Task directions: Every line below that mentions the word "cabin" should be copied out.

[Dataset items]
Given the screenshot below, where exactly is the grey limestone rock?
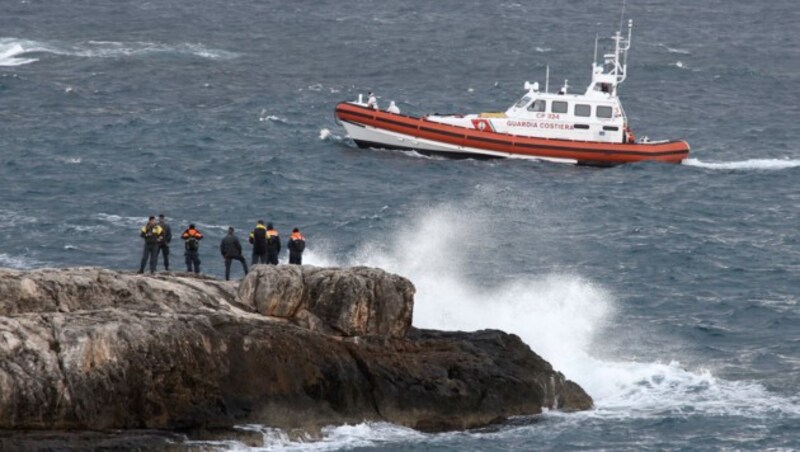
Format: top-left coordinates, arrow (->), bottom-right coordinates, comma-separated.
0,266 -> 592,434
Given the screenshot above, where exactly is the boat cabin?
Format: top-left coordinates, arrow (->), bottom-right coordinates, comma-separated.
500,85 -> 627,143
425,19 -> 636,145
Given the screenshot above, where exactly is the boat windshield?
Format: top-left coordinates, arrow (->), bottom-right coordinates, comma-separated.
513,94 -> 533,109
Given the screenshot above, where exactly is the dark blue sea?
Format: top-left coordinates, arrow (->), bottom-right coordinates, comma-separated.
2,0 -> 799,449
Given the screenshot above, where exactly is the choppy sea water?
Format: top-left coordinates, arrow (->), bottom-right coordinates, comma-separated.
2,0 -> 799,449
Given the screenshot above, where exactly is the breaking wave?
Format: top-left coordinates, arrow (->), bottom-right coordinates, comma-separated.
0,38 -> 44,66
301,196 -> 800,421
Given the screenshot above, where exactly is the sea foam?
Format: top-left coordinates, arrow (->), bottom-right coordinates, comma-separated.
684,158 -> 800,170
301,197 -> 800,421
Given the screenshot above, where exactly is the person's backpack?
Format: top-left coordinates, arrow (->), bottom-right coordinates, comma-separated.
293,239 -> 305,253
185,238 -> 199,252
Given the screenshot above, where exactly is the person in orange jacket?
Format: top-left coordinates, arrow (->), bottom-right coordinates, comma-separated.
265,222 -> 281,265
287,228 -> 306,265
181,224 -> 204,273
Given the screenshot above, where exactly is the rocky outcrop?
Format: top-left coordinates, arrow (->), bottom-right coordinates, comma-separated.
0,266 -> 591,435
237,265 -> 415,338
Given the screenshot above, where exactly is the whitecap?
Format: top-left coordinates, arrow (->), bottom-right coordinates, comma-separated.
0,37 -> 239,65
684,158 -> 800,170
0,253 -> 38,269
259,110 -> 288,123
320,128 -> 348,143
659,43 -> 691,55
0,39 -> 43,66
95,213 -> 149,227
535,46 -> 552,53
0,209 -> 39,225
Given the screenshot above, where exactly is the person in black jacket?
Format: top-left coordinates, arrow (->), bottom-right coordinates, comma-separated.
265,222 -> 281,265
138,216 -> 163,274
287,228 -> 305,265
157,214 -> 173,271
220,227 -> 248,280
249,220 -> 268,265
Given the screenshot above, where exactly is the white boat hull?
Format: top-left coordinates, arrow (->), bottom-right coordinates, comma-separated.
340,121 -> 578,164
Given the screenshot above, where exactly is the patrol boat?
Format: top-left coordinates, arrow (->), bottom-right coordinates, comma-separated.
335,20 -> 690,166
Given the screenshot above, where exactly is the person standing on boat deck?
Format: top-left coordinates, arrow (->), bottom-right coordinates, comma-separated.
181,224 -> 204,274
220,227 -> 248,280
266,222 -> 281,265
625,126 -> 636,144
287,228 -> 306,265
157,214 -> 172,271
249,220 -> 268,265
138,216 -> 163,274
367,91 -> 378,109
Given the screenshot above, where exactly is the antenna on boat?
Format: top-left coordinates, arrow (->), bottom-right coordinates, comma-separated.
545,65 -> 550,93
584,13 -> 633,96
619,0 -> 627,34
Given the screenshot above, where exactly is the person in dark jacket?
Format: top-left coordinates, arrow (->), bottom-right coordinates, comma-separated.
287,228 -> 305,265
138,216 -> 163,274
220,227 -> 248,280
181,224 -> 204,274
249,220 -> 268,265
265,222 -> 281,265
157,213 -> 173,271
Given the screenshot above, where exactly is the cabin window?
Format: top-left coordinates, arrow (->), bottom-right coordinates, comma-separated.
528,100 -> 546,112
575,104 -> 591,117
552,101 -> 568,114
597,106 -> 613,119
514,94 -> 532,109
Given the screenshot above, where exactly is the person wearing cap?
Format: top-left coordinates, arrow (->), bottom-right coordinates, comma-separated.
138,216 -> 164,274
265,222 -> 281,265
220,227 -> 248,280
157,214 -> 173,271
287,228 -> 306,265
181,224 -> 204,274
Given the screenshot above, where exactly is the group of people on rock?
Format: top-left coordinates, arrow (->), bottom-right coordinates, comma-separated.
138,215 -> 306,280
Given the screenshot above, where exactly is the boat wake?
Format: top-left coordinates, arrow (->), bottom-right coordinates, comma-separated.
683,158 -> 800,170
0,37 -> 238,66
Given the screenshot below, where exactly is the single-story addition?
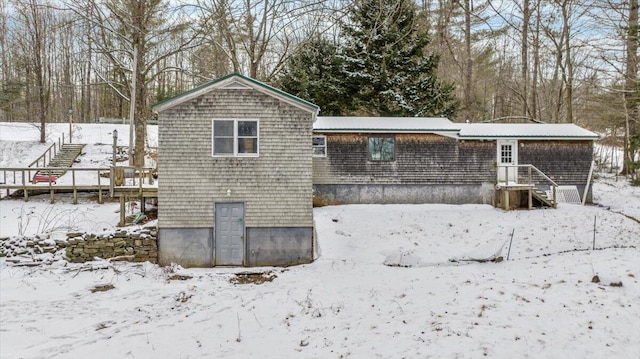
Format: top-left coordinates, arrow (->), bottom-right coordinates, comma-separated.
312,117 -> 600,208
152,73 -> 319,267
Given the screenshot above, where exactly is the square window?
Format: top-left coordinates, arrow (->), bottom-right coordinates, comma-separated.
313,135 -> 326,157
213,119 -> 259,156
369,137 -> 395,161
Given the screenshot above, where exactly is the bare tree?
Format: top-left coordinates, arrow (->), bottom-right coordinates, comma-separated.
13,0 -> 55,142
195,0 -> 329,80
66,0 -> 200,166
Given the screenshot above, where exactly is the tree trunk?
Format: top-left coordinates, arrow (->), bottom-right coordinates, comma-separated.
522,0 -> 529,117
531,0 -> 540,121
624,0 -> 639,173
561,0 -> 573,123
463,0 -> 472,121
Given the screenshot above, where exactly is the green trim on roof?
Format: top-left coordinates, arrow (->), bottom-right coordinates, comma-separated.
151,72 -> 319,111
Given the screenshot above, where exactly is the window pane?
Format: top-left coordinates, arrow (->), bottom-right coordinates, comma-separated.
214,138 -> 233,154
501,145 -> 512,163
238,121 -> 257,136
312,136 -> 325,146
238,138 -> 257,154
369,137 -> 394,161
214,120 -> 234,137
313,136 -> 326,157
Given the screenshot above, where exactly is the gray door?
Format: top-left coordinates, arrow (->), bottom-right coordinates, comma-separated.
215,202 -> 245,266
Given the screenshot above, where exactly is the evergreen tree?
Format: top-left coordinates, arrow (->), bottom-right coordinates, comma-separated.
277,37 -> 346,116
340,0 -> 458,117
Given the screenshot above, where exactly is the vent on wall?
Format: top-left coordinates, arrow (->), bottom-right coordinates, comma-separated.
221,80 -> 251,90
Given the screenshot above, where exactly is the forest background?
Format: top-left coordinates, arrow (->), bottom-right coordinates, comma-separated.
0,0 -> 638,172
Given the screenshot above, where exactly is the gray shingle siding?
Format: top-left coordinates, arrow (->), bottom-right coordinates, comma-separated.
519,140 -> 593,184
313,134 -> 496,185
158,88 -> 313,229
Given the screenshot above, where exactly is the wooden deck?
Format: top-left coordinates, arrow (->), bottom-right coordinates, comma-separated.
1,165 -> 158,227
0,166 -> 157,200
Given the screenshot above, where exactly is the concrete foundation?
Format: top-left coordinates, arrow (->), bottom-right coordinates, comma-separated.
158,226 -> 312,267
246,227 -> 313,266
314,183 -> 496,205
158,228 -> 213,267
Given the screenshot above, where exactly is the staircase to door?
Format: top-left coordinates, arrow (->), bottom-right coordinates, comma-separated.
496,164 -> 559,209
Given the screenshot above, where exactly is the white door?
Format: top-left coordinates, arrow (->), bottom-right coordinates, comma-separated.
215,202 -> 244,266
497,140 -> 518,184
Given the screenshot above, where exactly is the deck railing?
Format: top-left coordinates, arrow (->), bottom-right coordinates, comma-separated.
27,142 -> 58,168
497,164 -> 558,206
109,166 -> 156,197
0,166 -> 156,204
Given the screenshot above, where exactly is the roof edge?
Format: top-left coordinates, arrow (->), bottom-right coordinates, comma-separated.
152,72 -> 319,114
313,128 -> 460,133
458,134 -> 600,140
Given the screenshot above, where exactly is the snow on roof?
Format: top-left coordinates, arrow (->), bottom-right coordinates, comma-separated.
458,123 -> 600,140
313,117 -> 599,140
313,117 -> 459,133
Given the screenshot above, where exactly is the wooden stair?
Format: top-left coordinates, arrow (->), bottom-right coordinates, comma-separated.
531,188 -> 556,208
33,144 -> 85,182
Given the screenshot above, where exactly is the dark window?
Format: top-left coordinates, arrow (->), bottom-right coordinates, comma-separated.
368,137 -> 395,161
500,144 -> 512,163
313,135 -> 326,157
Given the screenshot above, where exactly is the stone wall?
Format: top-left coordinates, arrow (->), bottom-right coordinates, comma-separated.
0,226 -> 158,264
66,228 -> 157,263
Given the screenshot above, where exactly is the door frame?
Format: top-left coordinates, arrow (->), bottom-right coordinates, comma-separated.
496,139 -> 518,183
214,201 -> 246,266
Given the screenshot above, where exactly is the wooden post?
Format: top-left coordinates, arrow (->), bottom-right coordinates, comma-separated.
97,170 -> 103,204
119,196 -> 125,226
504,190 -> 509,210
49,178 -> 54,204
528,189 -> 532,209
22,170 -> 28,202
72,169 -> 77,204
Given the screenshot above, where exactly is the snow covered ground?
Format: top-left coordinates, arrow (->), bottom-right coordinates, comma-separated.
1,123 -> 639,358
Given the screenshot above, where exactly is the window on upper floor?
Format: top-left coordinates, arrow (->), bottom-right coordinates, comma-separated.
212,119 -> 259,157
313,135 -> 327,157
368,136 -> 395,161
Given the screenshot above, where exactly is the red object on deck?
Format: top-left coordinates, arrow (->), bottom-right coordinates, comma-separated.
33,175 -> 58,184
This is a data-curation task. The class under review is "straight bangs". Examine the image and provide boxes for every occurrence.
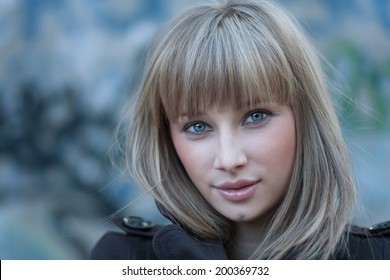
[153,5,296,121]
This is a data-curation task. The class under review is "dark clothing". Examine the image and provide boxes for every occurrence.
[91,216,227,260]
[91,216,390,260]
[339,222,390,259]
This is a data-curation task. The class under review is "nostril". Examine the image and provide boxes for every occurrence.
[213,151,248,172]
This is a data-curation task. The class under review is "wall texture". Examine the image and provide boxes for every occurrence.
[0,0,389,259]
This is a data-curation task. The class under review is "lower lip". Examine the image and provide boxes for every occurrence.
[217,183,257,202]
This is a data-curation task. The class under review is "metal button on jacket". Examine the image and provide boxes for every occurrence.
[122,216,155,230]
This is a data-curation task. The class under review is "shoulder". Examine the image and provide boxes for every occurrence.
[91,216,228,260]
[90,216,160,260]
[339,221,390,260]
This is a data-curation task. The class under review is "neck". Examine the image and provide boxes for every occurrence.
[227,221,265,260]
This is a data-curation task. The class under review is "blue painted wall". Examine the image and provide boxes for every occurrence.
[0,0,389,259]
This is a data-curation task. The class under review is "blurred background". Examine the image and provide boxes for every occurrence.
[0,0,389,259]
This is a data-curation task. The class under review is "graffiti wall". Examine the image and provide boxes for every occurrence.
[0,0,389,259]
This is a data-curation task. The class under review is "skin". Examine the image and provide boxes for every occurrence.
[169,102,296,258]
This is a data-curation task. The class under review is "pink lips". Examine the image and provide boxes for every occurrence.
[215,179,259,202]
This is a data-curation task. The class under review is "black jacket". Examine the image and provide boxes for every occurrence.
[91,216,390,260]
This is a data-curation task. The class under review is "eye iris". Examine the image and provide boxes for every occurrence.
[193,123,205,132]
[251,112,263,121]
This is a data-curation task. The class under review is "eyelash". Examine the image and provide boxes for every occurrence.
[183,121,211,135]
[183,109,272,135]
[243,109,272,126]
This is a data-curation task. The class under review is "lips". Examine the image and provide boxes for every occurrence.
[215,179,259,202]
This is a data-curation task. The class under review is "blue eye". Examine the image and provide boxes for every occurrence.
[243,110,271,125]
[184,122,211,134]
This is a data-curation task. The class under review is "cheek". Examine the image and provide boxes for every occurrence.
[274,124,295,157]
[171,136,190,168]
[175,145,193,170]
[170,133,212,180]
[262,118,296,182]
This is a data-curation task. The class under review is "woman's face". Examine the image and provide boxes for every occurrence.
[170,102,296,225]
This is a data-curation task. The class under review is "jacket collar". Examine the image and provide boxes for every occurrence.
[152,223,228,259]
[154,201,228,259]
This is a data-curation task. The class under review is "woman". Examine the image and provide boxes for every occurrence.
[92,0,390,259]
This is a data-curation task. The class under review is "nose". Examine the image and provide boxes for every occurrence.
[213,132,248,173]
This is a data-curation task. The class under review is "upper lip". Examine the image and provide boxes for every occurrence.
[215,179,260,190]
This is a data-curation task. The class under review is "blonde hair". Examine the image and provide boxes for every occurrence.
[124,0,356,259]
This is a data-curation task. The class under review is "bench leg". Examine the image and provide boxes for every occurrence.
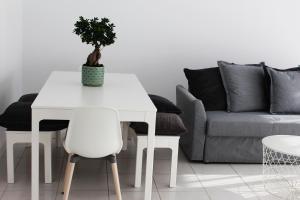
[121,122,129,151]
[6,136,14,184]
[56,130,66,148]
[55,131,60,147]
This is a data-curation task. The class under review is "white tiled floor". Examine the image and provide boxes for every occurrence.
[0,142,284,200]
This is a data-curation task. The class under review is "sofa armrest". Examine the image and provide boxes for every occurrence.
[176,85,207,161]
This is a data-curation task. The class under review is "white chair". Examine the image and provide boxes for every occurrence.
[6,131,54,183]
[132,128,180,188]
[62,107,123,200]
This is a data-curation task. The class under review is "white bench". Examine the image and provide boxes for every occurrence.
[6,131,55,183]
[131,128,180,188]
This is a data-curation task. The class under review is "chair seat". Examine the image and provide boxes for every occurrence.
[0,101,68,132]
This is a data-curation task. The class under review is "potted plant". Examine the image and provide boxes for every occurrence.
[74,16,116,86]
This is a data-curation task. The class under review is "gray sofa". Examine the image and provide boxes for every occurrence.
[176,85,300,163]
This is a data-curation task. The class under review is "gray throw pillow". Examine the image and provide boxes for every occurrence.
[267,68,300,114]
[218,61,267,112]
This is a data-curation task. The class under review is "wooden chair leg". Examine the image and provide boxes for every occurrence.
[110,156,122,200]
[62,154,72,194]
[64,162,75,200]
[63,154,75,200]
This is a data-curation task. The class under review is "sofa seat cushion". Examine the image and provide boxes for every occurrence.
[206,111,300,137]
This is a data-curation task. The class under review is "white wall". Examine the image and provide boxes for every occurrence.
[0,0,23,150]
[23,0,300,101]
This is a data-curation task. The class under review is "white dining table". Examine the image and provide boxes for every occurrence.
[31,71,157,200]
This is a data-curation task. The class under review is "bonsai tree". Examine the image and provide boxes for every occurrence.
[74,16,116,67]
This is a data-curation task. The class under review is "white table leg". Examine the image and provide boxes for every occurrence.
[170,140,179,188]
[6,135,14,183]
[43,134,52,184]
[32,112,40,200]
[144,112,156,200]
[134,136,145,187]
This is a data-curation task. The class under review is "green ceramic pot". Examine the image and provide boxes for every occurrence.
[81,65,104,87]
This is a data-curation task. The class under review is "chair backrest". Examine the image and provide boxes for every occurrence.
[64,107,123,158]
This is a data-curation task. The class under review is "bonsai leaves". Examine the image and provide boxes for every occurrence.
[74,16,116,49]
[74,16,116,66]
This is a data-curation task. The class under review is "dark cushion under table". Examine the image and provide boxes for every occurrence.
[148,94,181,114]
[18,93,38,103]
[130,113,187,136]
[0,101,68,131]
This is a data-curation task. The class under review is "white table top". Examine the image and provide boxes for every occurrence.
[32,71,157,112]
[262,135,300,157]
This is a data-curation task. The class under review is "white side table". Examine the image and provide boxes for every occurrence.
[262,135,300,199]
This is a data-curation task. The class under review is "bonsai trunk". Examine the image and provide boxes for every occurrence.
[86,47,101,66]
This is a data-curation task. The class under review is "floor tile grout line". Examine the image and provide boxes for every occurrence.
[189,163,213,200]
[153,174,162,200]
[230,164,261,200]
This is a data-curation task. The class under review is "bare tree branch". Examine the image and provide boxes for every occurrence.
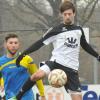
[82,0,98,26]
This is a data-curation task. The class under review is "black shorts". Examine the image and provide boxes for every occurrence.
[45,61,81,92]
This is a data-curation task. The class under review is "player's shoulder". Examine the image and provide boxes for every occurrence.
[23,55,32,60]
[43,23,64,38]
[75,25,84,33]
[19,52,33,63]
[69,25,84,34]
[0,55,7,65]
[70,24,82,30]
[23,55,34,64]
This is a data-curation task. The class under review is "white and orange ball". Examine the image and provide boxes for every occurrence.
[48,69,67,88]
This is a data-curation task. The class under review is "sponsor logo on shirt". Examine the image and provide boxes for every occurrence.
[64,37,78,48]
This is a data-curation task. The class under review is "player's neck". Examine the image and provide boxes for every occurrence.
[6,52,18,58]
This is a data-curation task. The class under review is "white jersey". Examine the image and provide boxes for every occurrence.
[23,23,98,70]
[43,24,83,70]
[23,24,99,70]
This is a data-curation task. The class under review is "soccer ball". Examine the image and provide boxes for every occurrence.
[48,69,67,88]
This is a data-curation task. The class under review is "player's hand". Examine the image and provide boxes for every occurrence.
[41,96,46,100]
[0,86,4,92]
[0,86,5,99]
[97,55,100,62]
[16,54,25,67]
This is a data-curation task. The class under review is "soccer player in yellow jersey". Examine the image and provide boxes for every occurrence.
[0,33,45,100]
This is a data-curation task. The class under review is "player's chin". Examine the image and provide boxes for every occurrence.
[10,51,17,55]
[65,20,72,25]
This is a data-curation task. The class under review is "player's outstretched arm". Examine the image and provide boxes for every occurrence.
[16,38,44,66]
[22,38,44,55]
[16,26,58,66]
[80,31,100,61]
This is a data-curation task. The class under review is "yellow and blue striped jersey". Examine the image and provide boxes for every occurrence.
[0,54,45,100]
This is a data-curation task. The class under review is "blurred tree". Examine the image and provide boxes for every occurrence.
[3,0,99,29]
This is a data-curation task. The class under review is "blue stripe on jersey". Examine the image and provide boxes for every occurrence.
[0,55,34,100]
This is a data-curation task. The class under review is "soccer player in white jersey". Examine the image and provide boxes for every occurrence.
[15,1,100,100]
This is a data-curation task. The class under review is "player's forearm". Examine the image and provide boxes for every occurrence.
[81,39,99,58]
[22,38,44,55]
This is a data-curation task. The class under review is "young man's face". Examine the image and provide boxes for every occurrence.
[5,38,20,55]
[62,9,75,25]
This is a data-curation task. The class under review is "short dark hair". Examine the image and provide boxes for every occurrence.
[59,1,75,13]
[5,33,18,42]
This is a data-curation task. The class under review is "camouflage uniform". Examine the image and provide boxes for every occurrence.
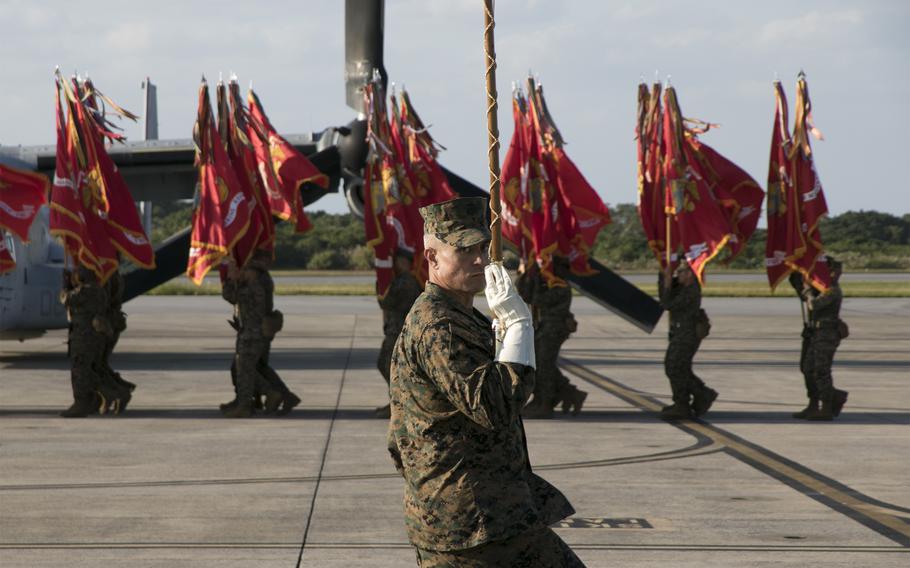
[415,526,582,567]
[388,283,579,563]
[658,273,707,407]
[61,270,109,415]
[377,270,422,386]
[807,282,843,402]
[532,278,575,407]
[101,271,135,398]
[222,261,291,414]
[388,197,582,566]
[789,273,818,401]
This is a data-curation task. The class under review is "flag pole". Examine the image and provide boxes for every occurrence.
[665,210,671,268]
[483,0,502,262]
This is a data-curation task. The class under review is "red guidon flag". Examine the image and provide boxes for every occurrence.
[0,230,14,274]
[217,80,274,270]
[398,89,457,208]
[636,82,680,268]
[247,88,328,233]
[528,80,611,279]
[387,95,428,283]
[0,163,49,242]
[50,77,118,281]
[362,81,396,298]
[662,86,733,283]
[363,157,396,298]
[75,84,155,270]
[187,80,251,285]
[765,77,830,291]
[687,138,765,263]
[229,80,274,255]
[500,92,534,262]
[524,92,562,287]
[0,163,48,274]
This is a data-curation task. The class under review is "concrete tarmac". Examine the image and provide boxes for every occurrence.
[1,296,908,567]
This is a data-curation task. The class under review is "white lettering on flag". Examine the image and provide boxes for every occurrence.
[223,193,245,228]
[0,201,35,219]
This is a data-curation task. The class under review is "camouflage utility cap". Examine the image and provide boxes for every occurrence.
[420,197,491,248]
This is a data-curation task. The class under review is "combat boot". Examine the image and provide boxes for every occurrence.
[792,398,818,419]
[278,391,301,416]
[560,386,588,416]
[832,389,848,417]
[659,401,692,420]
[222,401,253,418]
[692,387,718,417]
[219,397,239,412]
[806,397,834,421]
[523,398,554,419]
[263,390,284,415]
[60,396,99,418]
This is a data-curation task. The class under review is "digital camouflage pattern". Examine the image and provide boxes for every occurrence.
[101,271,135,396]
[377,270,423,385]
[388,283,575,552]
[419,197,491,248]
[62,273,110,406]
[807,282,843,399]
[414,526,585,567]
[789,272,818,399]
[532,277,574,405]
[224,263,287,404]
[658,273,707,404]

Response to this exercise:
Given the screenshot above, where exactly is the boat cabin?
Given the screenshot above, where exactly is the cabin window?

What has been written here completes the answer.